* _Given instruction A_
Return, without any change, the part of the Parris Island article that opens with the words containing "He said he's" and closes with "Port Royal Island.".
* _Given instruction B_
Write the next part of the article on escape attempts from Parris Island, beginning after its final sentence.

* _Passage shown_
################
PARRIS ISLAND -- Originally home to a Naval prison and later grounds to one of the world's most rigorous basic military training, many unwilling residents of Parris Island have concocted escape plans during its history.

But most aren't heard of because the Marines try to keep it quiet if possible, said Eugene Alvarez, a published historian on Parris Island who was a recruit there in 1950 and served two tours of duty there as a drill instructor.

He said he's heard stories of recruits hiding in cars, in trucks and being found more than 100 miles away. As a drill instructor, Alvarez said, he tried to scare any thoughts of escape out of recruits' heads.

"We would tell stories like there were sharks in the water," he said.

But sharks may be the least of the worries of recruits looking to brave the marshes off the island.

Alvarez said the most infamous escape attempt -- and murder -- came less than 10 years into Parris Island's training mission under the Marine Corps. On June 26, 1924, three recently graduated recruits deserted by wading across a shallow creek onto Horse Island, and the next day two of them surfaced alive on the shores of Port Royal Island.

The third showed up a couple days later in a marsh by Horse Island -- without a head.

After a systematic search, the head of Pvt. Aaron Fredericksen was found hidden in bushes. It had been "severed from the body by a knife or razor," the like of which was found on one of the surviving Marines, according to articles in The Beaufort Gazette at the time.

Originally, Fredericksen's death was ruled a drowning, and according to the Gazette, it was thought "a shark might have mangled the body, as an arm was mangled in addition to the loss of the head."

About the time the body was discovered, the Beaufort County sheriff found the other two deserters, in civilian clothes and Army boots. They were arrested because Parris Island officials led the sheriff to believe the two men were thieves.
################
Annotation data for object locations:
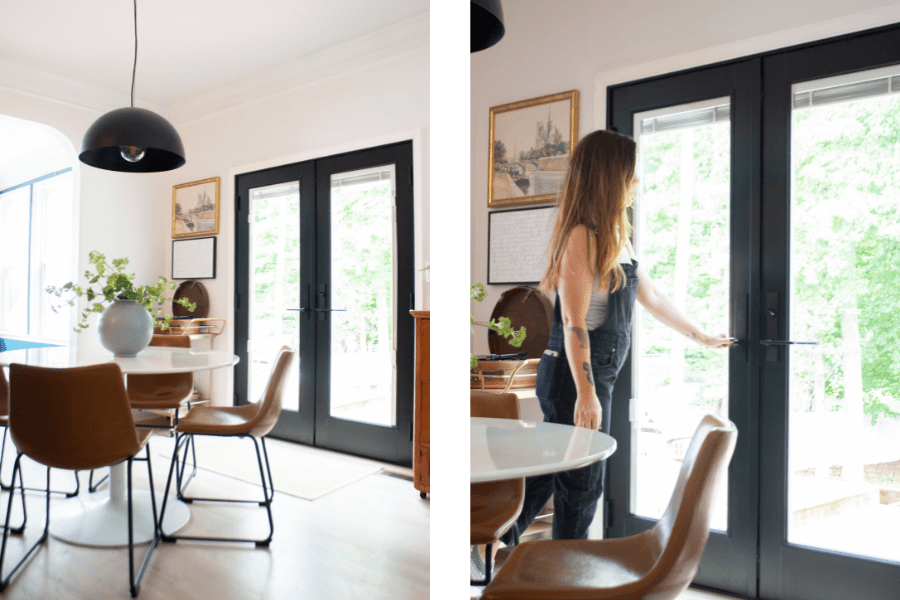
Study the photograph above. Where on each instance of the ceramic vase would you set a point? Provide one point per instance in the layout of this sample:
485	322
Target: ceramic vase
125	327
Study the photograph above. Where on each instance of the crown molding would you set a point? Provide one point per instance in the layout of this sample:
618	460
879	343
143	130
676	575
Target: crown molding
773	41
405	38
34	82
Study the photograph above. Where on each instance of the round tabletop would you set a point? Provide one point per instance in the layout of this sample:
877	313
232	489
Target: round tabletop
508	448
153	359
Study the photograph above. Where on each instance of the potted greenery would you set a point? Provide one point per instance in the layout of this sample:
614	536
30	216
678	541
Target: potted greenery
502	326
126	325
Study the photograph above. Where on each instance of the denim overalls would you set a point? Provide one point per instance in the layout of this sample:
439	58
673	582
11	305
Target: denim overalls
575	493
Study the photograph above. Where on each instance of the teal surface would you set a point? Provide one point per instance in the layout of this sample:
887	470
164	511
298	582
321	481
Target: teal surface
6	344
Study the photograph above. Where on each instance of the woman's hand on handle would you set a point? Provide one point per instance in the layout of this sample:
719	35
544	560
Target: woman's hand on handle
588	413
722	340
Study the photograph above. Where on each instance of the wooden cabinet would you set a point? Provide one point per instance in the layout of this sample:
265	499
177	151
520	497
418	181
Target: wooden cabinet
422	409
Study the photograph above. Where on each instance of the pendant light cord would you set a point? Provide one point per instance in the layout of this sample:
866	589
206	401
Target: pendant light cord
134	69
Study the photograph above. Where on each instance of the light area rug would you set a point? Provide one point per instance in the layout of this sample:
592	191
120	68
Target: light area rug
297	470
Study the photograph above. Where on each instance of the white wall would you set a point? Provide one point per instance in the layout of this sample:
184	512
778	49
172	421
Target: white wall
385	101
120	213
552	47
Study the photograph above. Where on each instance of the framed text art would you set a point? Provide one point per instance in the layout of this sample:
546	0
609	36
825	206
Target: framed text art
194	258
195	208
530	143
517	244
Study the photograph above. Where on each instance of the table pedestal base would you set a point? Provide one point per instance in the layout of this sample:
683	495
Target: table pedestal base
101	518
95	520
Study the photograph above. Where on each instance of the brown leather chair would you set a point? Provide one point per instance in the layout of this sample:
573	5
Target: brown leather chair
75	419
164	392
4	422
494	506
658	563
251	420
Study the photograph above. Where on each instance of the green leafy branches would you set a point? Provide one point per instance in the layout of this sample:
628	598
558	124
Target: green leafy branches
503	326
110	283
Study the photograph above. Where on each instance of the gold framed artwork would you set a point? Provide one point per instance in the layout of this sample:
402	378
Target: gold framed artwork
529	149
195	208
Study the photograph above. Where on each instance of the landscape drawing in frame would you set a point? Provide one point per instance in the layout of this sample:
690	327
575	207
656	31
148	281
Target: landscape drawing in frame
195	208
530	142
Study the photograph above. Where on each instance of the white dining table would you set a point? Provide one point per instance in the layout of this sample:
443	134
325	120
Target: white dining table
509	448
101	518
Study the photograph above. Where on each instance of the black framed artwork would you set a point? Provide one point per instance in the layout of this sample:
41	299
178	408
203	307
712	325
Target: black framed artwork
194	258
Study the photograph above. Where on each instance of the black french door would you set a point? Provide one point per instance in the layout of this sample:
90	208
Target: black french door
770	193
710	113
324	264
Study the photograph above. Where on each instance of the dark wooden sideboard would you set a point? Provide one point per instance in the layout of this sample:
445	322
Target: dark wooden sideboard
422	410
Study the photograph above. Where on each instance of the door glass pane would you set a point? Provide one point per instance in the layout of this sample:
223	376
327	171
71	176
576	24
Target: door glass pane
14	227
274	285
362	274
682	238
844	420
52	256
################
* _Expected output A_
He said he's heard stories of recruits hiding in cars, in trucks and being found more than 100 miles away. As a drill instructor, Alvarez said, he tried to scare any thoughts of escape out of recruits' heads.

"We would tell stories like there were sharks in the water," he said.

But sharks may be the least of the worries of recruits looking to brave the marshes off the island.

Alvarez said the most infamous escape attempt -- and murder -- came less than 10 years into Parris Island's training mission under the Marine Corps. On June 26, 1924, three recently graduated recruits deserted by wading across a shallow creek onto Horse Island, and the next day two of them surfaced alive on the shores of Port Royal Island.

* _Expected output B_
Once returned to the recruit depot, Marine Corps officials refused to give them up, even after they were indicted by a civilian coroner's court for Fredericksen's murder. The court proffered the theory that Fredericksen had second thoughts about deserting, "and in order to forever stop his mouth, the other two killed and mangled him."

According to The Gazette, Parris Island officials kept the news of the death secret for days -- the first mention of the murder came almost two weeks after the three deserted. The two Marines were never punished for deserting, and though their ultimate punishment is unclear, the writer of a Gazette article thought "no culprits ever deserved death more or ever committed a more atrocious crime."

Today, recruit depot officials try to nip the idea of escape in the bud.

Fresh off the bus and standing on the yellow footprints, the recruits hear the drill instructor's booming voice tell them of Article 86: the charge of absent without leave. The three-page article is quite detailed, but maximum punishment ranges from three days to 18 months and dishonorable discharge.

Unauthorized absences are far from unusual at Parris Island, but most recruits return or are relocated before reports of them missing make the military police blotter in the morning, depot spokesman

Maj. Guillermo Canedo said.

And in the event the prospect of a court-martial doesn't have enough teeth, an "environmental video" routinely shown to recruits during their first night on the island warns of the "dangers" of pluff mud and the perilous species that inhabit the area, such as oyster beds, poisonous spiders, vipers, water moccasins and sharks, zooming in on a menacing photo of a great white shark. Apparently four recruits in August 2004 weren't deterred by the video or the threat of punishment. During their 17 hours of being missing from the depot, they managed to swim across Battery Creek and were found by an off-duty drill instructor near The Sands in Port Royal. He picked them up in his boat after he saw one flagging for help.

"The recruits said they had left their barracks around midnight and had been crawling around in the marsh, stopping twice when they thought they saw sharks," according to a Gazette article.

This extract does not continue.